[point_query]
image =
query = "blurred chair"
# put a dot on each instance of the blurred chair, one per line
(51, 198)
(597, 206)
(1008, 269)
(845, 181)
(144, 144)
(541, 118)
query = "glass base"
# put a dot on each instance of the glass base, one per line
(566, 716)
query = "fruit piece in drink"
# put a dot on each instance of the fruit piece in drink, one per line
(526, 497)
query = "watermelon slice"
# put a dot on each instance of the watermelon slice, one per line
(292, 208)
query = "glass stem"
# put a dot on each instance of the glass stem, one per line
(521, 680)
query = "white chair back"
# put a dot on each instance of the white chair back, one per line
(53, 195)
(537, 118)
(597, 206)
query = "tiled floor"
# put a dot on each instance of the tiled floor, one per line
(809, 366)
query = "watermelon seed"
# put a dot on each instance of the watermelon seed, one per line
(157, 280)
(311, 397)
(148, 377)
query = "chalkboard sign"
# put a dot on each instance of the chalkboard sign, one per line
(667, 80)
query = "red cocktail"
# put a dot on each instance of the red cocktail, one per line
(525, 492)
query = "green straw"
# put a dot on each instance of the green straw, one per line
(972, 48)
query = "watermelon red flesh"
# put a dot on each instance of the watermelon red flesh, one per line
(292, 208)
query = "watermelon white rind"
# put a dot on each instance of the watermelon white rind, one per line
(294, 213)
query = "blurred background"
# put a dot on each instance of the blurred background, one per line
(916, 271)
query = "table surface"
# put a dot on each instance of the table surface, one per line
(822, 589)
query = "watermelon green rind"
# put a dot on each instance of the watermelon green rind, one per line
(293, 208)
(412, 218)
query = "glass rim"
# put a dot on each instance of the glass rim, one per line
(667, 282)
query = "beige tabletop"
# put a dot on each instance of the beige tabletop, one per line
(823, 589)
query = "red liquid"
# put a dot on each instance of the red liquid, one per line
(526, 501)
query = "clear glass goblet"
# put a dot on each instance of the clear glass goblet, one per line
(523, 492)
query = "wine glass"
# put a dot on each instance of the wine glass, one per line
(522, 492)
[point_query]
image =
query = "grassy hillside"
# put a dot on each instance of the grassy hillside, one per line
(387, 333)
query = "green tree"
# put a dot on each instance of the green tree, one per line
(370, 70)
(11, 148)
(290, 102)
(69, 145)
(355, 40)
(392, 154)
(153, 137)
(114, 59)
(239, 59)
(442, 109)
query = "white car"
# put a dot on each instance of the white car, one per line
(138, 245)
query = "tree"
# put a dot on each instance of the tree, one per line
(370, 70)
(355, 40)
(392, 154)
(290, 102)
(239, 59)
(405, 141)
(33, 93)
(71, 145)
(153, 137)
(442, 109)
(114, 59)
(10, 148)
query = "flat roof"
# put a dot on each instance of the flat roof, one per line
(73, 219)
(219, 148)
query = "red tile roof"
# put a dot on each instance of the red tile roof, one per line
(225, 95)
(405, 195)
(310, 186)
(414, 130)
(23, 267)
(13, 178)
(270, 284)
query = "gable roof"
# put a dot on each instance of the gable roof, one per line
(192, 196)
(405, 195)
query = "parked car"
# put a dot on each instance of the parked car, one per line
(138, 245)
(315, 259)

_Stated exercise:_ Count how many lines of the data above contain the string "watermelon", treating uppercase and lowercase as different, and reply with only that number.

_Task output:_ 10